* Provided text
PandemicLP - Sum of Regions

library(PandemicLP)

In this vignette, we present an advanced use of the PandemicLP package for adjusting pandemic models for multiple regions. The package uses the theory presented in http://est.ufmg.br/covidlp/home/en/ and the main goal of this vignette is to present a way to make predictions for 2 or more regions in which the future values are calculated as the sum of each individual forecast.

If the user wishes to use any other epidemic or pandemic data, it is his responsibility to prepare the database for each of the regions considered. To see how to prepare the data check ?covid19BH.

Determining the data settings

Considering that the wish is to run the model for Covid-19 data, the first step is to define the vector that contains all the desired regions and define the final date to be considered for the available data. Besides that, the case_type can be ‘confirmed’ or ‘deaths’ and it determines which type of Covid data will be considered.

To exemplify, this vignette will make the prediction for the South Region of Brazil Covid-19 deaths using the data until October 1st.

regions <- c("PR", "SC","RS")
last_date <- "2020-10-01"
case_type <- "deaths"

If the user needs to run this example for other regions, he needs to change these variables above (regions, last_date and case_type) and then run the rest of the code without needing to change anything.

Loading data, estimating model and making predictions

With the regions well defined, a loop is created to download the covid data from online repositories using function load_covid() and then run the model and make predictions using functions pandemic_model() and posterior_predict(), respectively. The explanations about each of these functions can be accessed through the help of the package.

Inside the loop, it is possible to see that an “ifesle” statement is done to check if the regions specified are some Brazilian states. The check is done comparing the regions provided with the available states, listed by function state_list(). Besides that, it is important to mention that with the function pandemic_model(), it is possible to adjust models with different configurations (check ?pandemic_model) so the user can change it to their need. In this vignette, however, the configuration will be equal to the one used on the app (http://www.est.ufmg.br/covidlp/), which can be accessed through the argument ‘covidLPconfig = TRUE’ at pandemic_model() function.

The data, outputs, and predictions for each region are stored in lists.

data <- list()
outputs <- list()
preds <- list()
states <- state_list()
# Load precomputed MCMC
download.file("http://github.com/CovidLP/PandemicLP/raw/master/temp/PandemicLP_SumRegions.rda","./PandemicLP_SumRegions.rda")
load("./PandemicLP_SumRegions.rda")
for(i in 1:length(regions)) { 
  if (is.na(match(regions[i],states$state_abb))){
    data[[i]] <- load_covid(country_name=regions[i],last_date=last_date)
  } else {
    data[[i]] <- load_covid(country_name="Brazil", state_name = regions[i],last_date=last_date)
  }
  # Commenting to reduce vignette runtime
  # outputs[[i]] <- pandemic_model(data[[i]],case_type = case_type, covidLPconfig = TRUE)
  preds[[i]] <- posterior_predict(outputs[[i]])
}
# Load precomputed MCMC
download.file("http://github.com/CovidLP/PandemicLP/raw/master/temp/PandemicLP_SumRegions.rda","./PandemicLP_SumRegions.rda")

* What you are asked to do
Rewrite the part of the PandemicLP vignette starting with "If the user wishes" and going on through "until October 1st.", renaming "Covid-19" to "COVID-19" throughout.

* Recorded information
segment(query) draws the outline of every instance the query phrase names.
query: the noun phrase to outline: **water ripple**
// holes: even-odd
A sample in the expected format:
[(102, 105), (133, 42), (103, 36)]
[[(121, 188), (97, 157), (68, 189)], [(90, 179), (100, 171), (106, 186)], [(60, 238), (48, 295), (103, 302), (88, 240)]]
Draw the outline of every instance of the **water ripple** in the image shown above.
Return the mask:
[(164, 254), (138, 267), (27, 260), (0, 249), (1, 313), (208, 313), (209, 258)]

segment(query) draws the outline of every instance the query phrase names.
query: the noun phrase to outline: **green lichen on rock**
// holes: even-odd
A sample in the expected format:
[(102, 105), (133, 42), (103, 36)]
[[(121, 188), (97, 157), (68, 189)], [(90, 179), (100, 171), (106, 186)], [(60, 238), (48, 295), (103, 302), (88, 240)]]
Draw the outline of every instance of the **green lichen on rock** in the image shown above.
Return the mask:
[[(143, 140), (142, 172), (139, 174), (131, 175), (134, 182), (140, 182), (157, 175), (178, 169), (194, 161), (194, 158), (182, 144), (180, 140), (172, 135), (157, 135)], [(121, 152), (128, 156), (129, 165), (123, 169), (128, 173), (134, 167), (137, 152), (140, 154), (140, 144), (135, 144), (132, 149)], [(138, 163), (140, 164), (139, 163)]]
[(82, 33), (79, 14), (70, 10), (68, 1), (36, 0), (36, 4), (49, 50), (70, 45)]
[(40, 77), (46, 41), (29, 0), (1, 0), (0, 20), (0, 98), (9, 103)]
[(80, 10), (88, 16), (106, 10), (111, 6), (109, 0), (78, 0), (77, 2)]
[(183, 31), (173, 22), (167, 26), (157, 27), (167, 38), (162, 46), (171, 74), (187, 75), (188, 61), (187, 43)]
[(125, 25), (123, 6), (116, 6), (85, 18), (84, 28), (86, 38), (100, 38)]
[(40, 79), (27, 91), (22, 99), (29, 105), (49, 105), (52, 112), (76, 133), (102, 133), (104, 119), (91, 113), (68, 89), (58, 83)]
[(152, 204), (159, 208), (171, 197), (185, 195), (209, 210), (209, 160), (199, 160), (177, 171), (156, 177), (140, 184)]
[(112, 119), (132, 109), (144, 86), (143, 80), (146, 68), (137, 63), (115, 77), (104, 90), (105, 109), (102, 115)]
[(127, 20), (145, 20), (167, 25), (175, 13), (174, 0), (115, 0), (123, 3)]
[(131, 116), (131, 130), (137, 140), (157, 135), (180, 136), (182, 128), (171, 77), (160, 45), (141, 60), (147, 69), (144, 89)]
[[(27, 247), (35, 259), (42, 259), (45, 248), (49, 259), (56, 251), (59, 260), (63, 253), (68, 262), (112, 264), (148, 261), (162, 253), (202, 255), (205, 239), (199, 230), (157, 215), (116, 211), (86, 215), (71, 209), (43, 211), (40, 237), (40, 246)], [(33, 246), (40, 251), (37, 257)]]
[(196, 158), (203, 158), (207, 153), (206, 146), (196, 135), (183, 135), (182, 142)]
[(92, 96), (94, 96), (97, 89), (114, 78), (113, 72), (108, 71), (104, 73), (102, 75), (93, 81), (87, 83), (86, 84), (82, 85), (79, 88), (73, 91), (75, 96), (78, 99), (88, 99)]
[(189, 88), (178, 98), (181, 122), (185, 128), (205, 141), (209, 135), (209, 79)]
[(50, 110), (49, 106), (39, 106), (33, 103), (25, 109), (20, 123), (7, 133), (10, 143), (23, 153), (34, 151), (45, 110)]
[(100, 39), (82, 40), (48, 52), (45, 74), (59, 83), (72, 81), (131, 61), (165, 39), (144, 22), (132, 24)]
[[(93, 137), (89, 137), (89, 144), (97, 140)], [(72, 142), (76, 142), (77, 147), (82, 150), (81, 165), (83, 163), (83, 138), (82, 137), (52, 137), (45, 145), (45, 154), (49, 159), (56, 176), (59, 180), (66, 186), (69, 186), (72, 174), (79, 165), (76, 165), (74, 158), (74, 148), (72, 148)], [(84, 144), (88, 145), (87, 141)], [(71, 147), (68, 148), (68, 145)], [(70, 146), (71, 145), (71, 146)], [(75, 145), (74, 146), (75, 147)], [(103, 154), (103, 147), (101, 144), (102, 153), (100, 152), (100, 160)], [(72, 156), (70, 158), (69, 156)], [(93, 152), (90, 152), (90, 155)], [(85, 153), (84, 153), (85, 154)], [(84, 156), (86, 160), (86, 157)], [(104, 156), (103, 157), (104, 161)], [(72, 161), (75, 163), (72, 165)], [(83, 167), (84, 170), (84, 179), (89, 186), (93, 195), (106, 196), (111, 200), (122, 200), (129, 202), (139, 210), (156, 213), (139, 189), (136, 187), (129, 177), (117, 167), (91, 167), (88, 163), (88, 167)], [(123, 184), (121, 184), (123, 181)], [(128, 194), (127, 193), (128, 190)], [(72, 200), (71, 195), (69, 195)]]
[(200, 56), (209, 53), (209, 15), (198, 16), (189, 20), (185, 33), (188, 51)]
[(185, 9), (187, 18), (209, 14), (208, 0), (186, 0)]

* Output of the task
If the user wishes to use any other epidemic or pandemic data, it is his responsibility to prepare the database for each of the regions considered. To see how to prepare the data check ?covid19BH.

Determining the data settings

Considering that the wish is to run the model for COVID-19 data, the first step is to define the vector that contains all the desired regions and define the final date to be considered for the available data. Besides that, the case_type can be ‘confirmed’ or ‘deaths’ and it determines which type of Covid data will be considered.

To exemplify, this vignette will make the prediction for the South Region of Brazil COVID-19 deaths using the data until October 1st.